--- Begin ---

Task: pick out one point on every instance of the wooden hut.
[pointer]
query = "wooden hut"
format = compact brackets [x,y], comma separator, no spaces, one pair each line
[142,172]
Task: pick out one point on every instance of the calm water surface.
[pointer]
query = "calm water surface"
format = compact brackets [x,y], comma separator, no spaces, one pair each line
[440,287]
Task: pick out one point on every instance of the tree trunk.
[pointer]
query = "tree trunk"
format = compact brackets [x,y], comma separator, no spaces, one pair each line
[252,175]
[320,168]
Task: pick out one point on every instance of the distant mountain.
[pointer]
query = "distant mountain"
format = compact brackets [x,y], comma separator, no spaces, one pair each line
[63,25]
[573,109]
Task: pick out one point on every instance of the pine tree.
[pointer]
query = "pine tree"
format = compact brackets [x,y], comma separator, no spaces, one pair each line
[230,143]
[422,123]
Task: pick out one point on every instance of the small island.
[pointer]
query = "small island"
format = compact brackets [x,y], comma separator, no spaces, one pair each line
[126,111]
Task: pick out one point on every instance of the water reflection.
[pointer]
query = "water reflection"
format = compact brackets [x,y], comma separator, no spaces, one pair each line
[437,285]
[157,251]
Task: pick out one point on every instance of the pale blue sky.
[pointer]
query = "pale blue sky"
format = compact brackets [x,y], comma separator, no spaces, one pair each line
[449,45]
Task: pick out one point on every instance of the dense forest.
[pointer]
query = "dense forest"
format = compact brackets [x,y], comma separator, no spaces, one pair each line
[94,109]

--- End ---

--- Task requirements ---
Write out the data exactly as it stands.

--- The response ---
Task: pick out one point on every instance of the wooden hut.
[pointer]
query = "wooden hut"
format = compact brackets [x,y], comma separator, no spaces, one pair each line
[142,172]
Task: pick out one point on every instance of the calm water surface.
[pointer]
query = "calm water surface"
format = compact brackets [x,y], comma separator, no spaces, one pair each line
[440,287]
Task: pick out one point on every instance of the tree trunk.
[pointer]
query = "tree trunk"
format = compact brackets [x,y], comma separator, no spaces, one pair each line
[252,175]
[320,168]
Task: pick out one point on every instance of the distant mountain.
[pointer]
query = "distant mountain"
format = compact brackets [x,y], comma separator, no spaces, one pair each line
[63,25]
[573,109]
Task: pick out one point on every instance of the pine tree.
[pointer]
query = "pine tree"
format = compact brackets [x,y], comma separator, no spaces, one pair each line
[230,143]
[422,123]
Task: pick out one point on every instance of the small island.
[pointer]
query = "small island"
format = compact brackets [x,y], comma separator, no spaces, one pair each line
[126,111]
Task: pick out one point on every instance of the water reflection.
[pointer]
query = "water reflection"
format = compact brackets [x,y], comma separator, no spaces, one pair each line
[437,285]
[157,251]
Task: pick out one point on every instance of the pale blue sky.
[pointer]
query = "pale blue sky"
format = compact brackets [x,y], comma separator, no spaces, one pair each line
[449,45]
Task: pick out one point on every instance of the dense forest.
[pointer]
query = "dense forest"
format = compact brackets [x,y], comma separator, no spaces, one pair each line
[94,109]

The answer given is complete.